- [EXERCISE]: Within the records, which lines hold the string "bird"? Report each one by copying it.

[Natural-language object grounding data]
▬▬▬▬▬▬

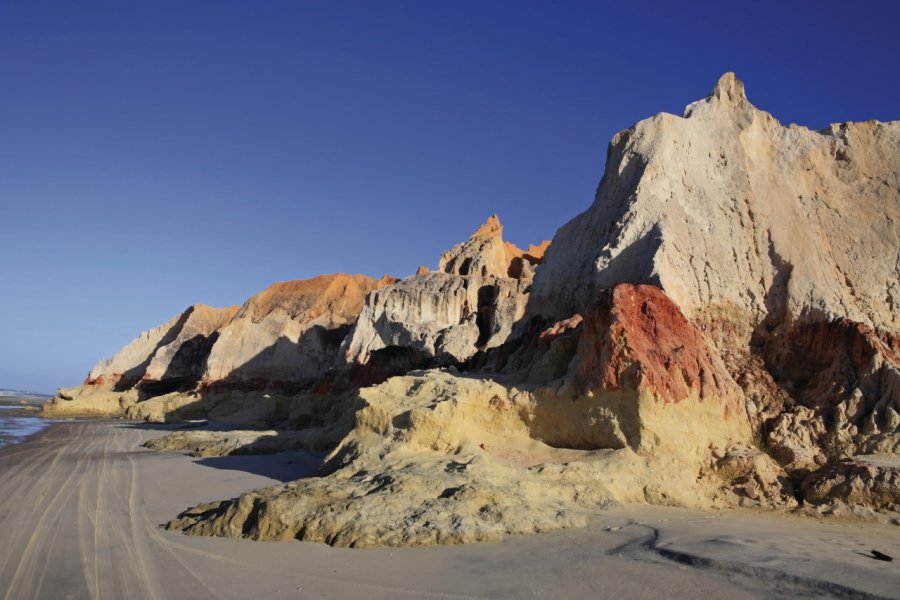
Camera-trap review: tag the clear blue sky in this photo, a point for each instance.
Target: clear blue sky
(158, 154)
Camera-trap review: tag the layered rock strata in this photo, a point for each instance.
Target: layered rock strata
(472, 303)
(282, 339)
(719, 328)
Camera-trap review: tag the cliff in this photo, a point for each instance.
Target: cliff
(719, 328)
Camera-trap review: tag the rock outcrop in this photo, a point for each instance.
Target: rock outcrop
(290, 332)
(283, 339)
(726, 208)
(472, 303)
(720, 328)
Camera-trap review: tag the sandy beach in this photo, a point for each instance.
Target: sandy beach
(82, 504)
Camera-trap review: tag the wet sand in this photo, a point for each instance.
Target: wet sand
(81, 504)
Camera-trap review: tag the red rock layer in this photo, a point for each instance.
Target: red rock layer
(822, 361)
(635, 337)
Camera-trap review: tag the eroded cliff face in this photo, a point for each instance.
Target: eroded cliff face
(434, 457)
(290, 332)
(724, 208)
(719, 328)
(281, 340)
(472, 303)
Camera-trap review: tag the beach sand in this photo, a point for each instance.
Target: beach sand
(81, 504)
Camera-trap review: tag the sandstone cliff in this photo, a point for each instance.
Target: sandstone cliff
(719, 328)
(284, 338)
(725, 208)
(472, 303)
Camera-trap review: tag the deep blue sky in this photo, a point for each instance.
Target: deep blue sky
(158, 154)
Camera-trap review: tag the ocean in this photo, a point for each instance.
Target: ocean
(19, 418)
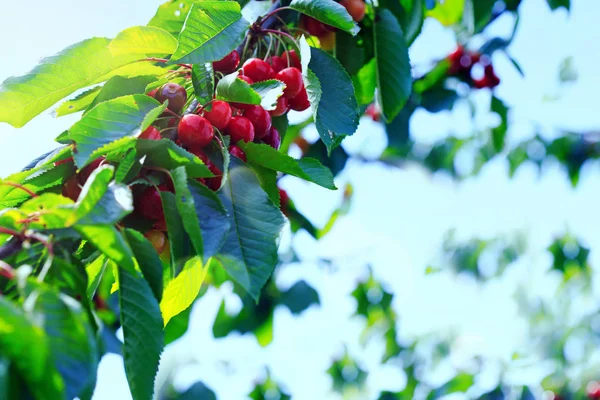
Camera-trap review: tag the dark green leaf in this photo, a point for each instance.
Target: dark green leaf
(123, 117)
(327, 11)
(250, 252)
(212, 30)
(394, 79)
(203, 80)
(306, 168)
(336, 114)
(142, 332)
(148, 260)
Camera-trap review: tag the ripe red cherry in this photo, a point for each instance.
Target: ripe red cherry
(219, 114)
(195, 131)
(237, 152)
(282, 107)
(227, 64)
(86, 171)
(261, 120)
(151, 134)
(273, 139)
(300, 102)
(356, 8)
(277, 63)
(313, 26)
(173, 92)
(292, 58)
(258, 70)
(240, 128)
(149, 204)
(292, 77)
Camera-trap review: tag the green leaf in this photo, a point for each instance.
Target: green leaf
(269, 91)
(212, 30)
(336, 114)
(71, 340)
(250, 252)
(143, 41)
(231, 89)
(79, 103)
(26, 346)
(142, 332)
(307, 168)
(166, 154)
(181, 292)
(118, 86)
(203, 79)
(110, 242)
(115, 119)
(56, 77)
(499, 132)
(171, 15)
(394, 79)
(148, 260)
(327, 11)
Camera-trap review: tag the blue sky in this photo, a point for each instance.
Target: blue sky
(399, 216)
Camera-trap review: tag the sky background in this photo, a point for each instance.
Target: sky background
(399, 216)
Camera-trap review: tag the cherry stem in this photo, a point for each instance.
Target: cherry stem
(19, 186)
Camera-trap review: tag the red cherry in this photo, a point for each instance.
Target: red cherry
(173, 92)
(313, 26)
(292, 58)
(151, 134)
(273, 139)
(240, 128)
(258, 70)
(292, 77)
(71, 188)
(149, 204)
(261, 120)
(195, 131)
(300, 102)
(356, 8)
(86, 171)
(277, 63)
(237, 152)
(282, 107)
(227, 64)
(219, 114)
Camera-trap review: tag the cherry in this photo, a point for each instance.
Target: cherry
(71, 188)
(157, 238)
(219, 114)
(300, 102)
(261, 120)
(314, 27)
(151, 134)
(195, 131)
(282, 107)
(258, 70)
(173, 92)
(240, 128)
(292, 77)
(86, 171)
(273, 139)
(277, 63)
(149, 204)
(356, 9)
(292, 58)
(237, 152)
(227, 64)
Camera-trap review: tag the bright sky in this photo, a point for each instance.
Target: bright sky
(399, 217)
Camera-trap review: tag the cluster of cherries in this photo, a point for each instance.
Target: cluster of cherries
(462, 62)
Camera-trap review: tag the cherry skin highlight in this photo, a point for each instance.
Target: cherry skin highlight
(195, 131)
(219, 114)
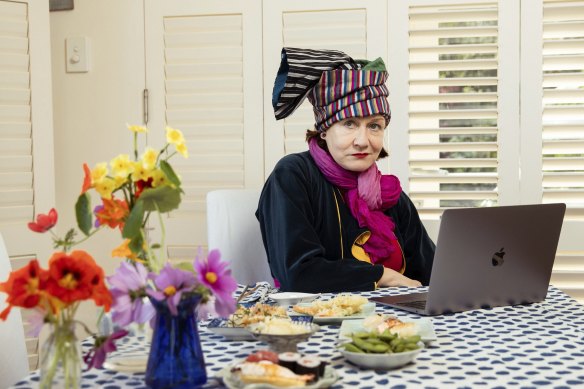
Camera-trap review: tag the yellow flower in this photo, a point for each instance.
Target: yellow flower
(174, 136)
(182, 149)
(158, 178)
(149, 158)
(140, 172)
(135, 128)
(105, 187)
(119, 181)
(99, 172)
(122, 166)
(123, 251)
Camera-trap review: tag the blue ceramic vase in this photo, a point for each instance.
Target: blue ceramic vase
(176, 359)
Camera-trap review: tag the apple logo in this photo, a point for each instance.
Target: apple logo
(498, 257)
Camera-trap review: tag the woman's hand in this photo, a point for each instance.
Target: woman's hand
(392, 278)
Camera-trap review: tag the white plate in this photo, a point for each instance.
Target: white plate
(425, 328)
(128, 363)
(382, 361)
(366, 310)
(292, 298)
(219, 327)
(230, 380)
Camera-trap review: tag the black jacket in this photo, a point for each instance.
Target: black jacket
(309, 251)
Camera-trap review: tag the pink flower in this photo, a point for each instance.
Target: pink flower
(44, 222)
(130, 302)
(171, 284)
(102, 346)
(216, 276)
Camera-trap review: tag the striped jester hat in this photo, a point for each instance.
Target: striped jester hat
(337, 86)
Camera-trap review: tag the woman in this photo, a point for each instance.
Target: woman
(330, 221)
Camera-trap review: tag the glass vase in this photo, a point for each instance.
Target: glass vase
(60, 365)
(176, 358)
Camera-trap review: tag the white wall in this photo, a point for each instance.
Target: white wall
(91, 109)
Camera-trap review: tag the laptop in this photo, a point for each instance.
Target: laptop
(488, 257)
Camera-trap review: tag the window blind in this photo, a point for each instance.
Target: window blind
(563, 130)
(563, 105)
(204, 99)
(453, 116)
(16, 175)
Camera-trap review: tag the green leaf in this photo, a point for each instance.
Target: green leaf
(83, 213)
(136, 244)
(169, 172)
(134, 222)
(163, 199)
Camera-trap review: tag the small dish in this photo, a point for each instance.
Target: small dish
(292, 298)
(382, 361)
(425, 328)
(232, 382)
(128, 363)
(283, 343)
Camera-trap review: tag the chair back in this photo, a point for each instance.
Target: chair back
(13, 357)
(233, 228)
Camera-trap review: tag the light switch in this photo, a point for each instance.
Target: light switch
(77, 52)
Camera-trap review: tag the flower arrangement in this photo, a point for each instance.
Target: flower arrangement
(131, 190)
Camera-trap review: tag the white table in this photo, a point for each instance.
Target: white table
(526, 346)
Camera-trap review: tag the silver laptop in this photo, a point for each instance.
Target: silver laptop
(488, 257)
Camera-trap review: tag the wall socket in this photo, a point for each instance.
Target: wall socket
(77, 54)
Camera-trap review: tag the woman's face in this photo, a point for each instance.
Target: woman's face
(355, 143)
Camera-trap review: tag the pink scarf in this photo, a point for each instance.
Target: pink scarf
(367, 194)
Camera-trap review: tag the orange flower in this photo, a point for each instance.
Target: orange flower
(24, 287)
(113, 213)
(87, 179)
(75, 277)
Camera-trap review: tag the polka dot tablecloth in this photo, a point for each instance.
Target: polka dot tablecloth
(524, 346)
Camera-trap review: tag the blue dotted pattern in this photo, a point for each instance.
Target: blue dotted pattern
(524, 346)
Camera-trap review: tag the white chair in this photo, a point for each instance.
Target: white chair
(233, 229)
(13, 357)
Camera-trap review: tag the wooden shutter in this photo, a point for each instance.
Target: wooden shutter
(26, 133)
(563, 133)
(204, 79)
(453, 105)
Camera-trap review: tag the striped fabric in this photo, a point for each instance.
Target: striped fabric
(337, 86)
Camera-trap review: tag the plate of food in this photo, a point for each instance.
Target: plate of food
(269, 370)
(292, 298)
(337, 309)
(282, 335)
(380, 323)
(234, 327)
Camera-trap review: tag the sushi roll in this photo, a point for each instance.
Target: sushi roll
(310, 365)
(289, 360)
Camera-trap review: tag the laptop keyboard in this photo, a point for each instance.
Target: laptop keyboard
(419, 304)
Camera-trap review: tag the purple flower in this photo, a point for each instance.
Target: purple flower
(171, 284)
(102, 346)
(130, 303)
(216, 276)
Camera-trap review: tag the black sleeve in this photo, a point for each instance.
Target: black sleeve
(289, 216)
(417, 246)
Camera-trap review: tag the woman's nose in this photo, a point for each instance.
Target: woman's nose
(361, 138)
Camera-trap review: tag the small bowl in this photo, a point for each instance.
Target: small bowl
(382, 361)
(292, 298)
(283, 343)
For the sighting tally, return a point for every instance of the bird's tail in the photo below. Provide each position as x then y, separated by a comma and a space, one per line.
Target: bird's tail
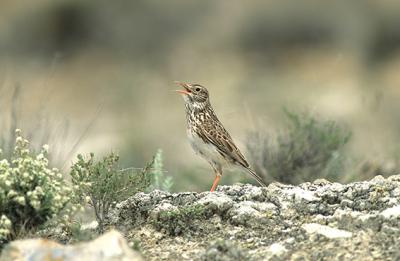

▬▬▬▬▬▬

- [YOUR SOLUTION]:
For the sighting tally, return a point for every instance of the bird's tail in the photo below. Provide each position as x then y, separated by a comma and a space, one per line.
Target: bird's tail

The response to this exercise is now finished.